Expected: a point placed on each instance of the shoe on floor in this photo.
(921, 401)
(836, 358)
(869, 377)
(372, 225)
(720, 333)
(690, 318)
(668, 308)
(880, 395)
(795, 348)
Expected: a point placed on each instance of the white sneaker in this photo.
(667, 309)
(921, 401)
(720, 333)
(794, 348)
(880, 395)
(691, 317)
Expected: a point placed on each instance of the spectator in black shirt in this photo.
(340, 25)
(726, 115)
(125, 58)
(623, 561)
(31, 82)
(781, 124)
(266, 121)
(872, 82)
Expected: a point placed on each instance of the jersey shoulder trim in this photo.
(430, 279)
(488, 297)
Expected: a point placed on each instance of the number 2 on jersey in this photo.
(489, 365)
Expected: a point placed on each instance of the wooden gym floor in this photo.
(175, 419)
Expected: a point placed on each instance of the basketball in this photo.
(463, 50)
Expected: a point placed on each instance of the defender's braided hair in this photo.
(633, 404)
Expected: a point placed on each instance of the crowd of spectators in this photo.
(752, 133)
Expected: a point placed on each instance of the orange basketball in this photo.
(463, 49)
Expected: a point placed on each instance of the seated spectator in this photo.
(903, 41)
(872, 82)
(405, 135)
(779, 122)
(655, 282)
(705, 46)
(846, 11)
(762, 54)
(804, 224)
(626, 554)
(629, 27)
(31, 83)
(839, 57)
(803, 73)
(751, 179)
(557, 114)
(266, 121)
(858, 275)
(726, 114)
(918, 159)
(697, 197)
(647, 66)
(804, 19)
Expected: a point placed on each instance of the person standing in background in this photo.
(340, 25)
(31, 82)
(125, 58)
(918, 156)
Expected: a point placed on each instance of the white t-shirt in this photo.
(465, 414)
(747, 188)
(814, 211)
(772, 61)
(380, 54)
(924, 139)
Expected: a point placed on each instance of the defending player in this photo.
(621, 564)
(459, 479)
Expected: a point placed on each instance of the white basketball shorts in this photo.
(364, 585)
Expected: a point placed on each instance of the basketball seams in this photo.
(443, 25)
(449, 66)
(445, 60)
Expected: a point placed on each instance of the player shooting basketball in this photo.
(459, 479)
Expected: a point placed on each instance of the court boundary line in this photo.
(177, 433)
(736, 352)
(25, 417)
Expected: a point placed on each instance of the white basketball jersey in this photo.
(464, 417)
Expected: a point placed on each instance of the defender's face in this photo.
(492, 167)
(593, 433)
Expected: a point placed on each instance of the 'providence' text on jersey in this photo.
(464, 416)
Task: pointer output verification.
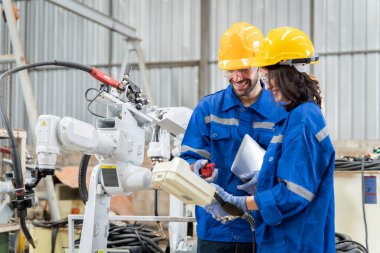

========

Make an exact copy of the data, leaving its pictures out.

Expected: a point placed on each instance of the shoe on floor in this photo.
(921, 401)
(836, 358)
(869, 377)
(372, 225)
(720, 333)
(690, 318)
(668, 308)
(880, 395)
(795, 348)
Expected: a point placed on each instance of the white sneaker in this photo.
(667, 309)
(921, 401)
(720, 333)
(794, 348)
(880, 395)
(691, 317)
Expected: a point placed on each instance of the spectator in black shirt in this photo.
(340, 25)
(726, 115)
(125, 58)
(623, 561)
(31, 82)
(781, 124)
(266, 121)
(872, 82)
Expected: a point placed on each instance of the jersey shoulder trim in this photo.
(430, 279)
(488, 297)
Expected: a point placed on each instance of the number 2 on jersey in this photo.
(489, 365)
Expected: a point placed on each instance of the wooden gym floor in this photo.
(175, 419)
Expected: a point placed on each instance of the basketball in this photo.
(463, 50)
Expected: a point placed on each instance of the defender's braided hair in this photo.
(633, 404)
Expected: a point placed on each instance of the crowd of spectators in this photo.
(752, 133)
Expected: a point placed on each instance of the orange basketball in this photo.
(463, 49)
Expected: a point placed on each instance of the seated spectator in this photo.
(903, 41)
(872, 82)
(405, 135)
(779, 122)
(655, 282)
(705, 46)
(846, 11)
(762, 54)
(804, 224)
(626, 554)
(629, 27)
(31, 83)
(839, 57)
(803, 73)
(751, 179)
(557, 114)
(266, 121)
(858, 275)
(726, 114)
(918, 159)
(697, 197)
(647, 66)
(804, 19)
Expected: a point placed on each instance of the person standing in background in this photo.
(340, 25)
(31, 82)
(125, 58)
(918, 156)
Expected: a point placed on each instance of the white t-shirt in this photo.
(465, 414)
(747, 188)
(814, 211)
(772, 61)
(380, 54)
(924, 139)
Expected: a point placed on each instance of the defending player in this photo.
(621, 564)
(459, 479)
Expected: a point placed on each instance of the white basketball shorts in this photo.
(364, 585)
Expected: a point placed on each instance of the basketball seams in this photo.
(443, 25)
(449, 66)
(445, 60)
Expected: a point placed on each instance of the player shooting basketball in this photo.
(459, 479)
Expected: a point placed on each instance of the court boundary line in this photo.
(177, 433)
(736, 352)
(25, 417)
Expected: a point placed on each instance of the white basketball jersey in this photo.
(464, 417)
Expected: a point placed on each instance of the defender's face in this photo.
(492, 167)
(593, 433)
Expected: a point placed on each instance of the 'providence' text on jersey in this photo.
(464, 416)
Task: pointer output verification.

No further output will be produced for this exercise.